What you need to do:
Can you lay out every line of the entries below as a Markdown table with two columns, n for the row number and Line for the text, skipping blank lines and leaving the pictures out?

Source material:

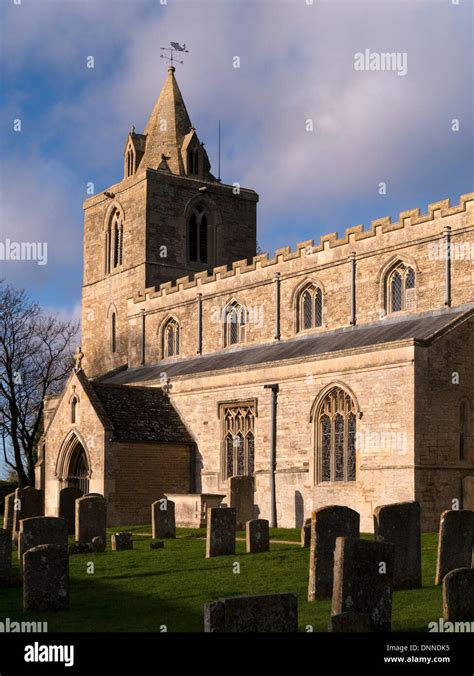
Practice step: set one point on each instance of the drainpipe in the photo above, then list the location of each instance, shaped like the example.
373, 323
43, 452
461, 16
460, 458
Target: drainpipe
353, 288
199, 302
277, 305
142, 342
273, 422
447, 268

Final answer:
| n | Line |
|---|---|
| 1 | Practice step: set one point on each instance of the drainpipe in the photo above, then list the location of each instance, shaped like the example. |
| 2 | 373, 323 |
| 3 | 43, 452 |
| 4 | 461, 16 |
| 5 | 460, 458 |
| 6 | Target: drainpipe |
| 7 | 353, 288 |
| 8 | 199, 302 |
| 9 | 277, 305 |
| 10 | 142, 342 |
| 11 | 273, 422 |
| 12 | 447, 268 |